### Objective
Can you rewrite the lines starting at the one that contains "Can you see the black and" and ending at the one that contains "Can you see the hello", both included, keeping every line but raising each number in the coordinates by 37?

### Entries
>> BEGIN
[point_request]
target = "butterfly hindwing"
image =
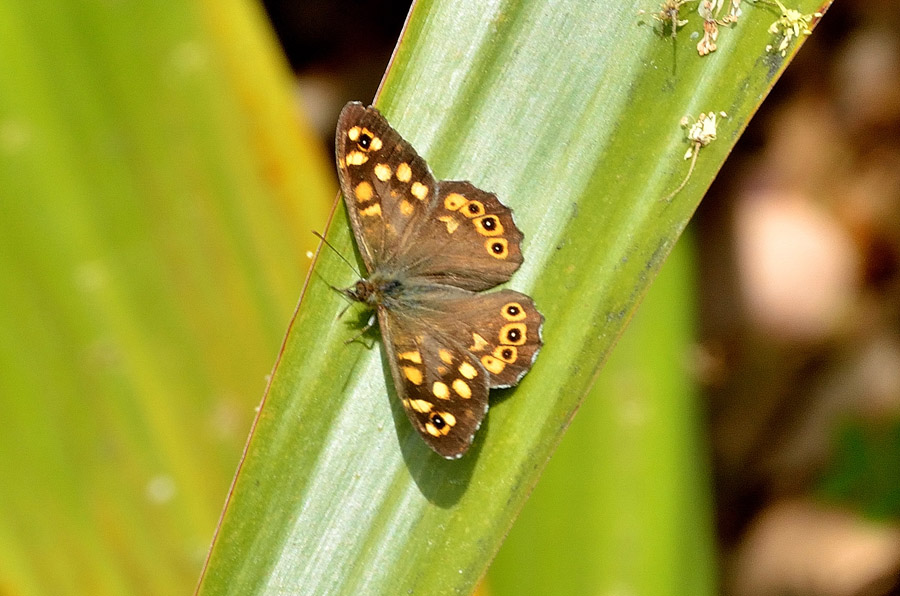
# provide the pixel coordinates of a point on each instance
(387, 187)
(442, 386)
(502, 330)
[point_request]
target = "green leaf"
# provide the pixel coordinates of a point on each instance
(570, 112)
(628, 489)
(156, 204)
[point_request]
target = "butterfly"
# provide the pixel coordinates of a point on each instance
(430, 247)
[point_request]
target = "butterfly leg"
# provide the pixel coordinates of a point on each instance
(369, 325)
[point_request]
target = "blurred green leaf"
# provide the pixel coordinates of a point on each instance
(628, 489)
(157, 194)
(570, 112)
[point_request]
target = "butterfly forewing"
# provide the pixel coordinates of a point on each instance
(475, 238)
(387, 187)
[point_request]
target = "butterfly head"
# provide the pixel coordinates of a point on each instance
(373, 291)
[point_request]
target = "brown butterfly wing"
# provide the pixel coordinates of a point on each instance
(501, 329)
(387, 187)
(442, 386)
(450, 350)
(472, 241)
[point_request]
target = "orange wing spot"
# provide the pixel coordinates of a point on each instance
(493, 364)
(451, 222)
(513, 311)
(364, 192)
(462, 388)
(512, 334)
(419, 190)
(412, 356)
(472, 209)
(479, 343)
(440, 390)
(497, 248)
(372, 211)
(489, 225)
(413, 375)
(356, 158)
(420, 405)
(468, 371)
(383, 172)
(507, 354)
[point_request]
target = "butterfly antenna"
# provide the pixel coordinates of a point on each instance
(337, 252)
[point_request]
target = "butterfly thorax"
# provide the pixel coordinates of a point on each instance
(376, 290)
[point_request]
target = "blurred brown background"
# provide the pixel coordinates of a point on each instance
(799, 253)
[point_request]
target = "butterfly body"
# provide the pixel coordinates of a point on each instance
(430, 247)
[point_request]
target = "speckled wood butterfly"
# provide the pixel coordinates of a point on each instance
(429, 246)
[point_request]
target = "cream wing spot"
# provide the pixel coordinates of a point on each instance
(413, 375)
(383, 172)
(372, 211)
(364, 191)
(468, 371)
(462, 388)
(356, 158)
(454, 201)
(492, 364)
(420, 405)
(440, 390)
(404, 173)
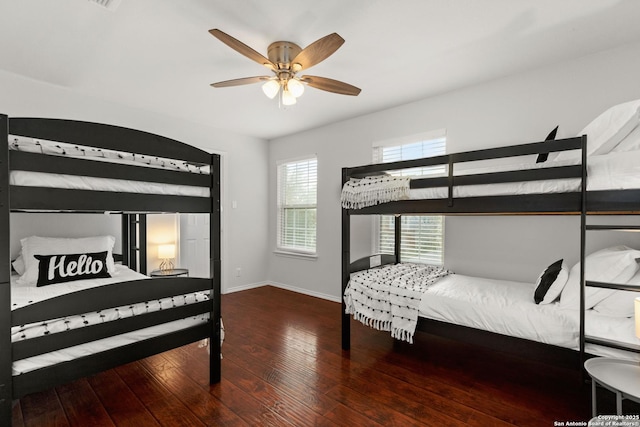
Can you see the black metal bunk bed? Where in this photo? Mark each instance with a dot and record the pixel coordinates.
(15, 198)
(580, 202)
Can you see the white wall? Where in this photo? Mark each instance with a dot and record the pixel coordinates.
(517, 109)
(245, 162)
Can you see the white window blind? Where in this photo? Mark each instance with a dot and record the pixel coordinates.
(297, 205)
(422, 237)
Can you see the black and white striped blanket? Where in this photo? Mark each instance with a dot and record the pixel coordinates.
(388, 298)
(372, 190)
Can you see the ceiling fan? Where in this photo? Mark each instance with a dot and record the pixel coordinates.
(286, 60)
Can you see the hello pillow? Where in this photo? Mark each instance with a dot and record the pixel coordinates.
>> END
>> BEGIN
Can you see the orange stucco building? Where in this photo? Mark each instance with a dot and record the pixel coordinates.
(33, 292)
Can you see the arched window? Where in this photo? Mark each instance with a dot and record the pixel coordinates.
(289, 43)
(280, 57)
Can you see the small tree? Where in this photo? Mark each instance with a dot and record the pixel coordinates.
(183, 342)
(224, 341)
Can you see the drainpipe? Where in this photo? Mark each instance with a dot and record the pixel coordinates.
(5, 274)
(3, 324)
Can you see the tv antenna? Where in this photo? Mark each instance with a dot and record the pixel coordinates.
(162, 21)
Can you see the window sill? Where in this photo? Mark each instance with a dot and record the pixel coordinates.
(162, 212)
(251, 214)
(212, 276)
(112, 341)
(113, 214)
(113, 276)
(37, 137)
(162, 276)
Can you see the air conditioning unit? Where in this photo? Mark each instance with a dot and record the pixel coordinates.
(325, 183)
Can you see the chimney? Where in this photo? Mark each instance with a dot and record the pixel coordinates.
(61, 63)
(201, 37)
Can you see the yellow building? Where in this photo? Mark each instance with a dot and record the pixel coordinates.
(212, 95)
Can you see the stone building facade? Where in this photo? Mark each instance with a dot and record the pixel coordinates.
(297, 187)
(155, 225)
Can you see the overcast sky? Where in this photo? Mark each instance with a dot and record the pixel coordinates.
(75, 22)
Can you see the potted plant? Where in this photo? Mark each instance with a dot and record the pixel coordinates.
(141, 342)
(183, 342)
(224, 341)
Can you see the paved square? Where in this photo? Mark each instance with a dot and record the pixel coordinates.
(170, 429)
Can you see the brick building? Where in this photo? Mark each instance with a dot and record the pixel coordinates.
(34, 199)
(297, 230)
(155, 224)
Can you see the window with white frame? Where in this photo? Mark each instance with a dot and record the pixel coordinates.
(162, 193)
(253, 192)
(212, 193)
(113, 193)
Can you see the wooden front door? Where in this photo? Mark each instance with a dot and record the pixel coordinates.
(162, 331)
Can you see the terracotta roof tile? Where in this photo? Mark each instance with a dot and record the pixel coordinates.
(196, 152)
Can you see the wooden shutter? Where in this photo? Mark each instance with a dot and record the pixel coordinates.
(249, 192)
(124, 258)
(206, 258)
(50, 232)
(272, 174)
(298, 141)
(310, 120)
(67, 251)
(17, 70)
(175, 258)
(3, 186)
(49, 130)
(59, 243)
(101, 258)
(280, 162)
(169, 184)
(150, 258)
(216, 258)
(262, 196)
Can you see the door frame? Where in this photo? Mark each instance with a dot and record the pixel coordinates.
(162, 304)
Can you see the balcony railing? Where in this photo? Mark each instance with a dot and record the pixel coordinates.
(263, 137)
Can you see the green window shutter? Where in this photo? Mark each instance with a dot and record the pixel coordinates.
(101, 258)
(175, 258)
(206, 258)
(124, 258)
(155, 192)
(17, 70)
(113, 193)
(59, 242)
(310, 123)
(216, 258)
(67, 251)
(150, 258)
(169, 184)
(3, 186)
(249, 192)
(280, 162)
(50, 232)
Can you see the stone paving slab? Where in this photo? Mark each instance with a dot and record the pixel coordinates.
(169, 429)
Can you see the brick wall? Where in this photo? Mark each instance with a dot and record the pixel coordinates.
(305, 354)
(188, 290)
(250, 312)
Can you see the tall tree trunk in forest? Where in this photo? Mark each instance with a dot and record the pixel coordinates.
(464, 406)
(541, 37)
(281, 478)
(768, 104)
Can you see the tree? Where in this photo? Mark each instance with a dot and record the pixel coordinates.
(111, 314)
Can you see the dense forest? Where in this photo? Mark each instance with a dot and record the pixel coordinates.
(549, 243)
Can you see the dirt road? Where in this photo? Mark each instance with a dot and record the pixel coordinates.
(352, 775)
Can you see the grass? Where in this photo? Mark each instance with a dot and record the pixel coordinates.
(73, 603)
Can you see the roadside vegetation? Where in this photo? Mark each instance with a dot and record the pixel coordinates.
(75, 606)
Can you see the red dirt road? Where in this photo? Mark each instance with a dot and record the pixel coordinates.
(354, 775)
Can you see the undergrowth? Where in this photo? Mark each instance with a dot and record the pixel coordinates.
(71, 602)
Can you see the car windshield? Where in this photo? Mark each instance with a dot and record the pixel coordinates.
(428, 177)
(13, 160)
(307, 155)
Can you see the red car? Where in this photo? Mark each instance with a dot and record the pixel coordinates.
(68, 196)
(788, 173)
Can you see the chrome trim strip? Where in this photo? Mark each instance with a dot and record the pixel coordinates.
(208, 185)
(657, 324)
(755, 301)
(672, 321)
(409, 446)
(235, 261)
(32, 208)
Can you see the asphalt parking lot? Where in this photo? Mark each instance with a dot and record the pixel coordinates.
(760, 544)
>> END
### Full solution
Can you see the black and white striped blanket? Where in this photo? Mark each instance with a dot and record the pixel coordinates.
(425, 335)
(409, 227)
Can you see the ceiling fan? Where in this photo? Mark each instance with a dot and record the pixel coordinates.
(323, 97)
Can you see the hello pillow? Where in this photo? Mark each instance with a dot and record the pixel coordinates.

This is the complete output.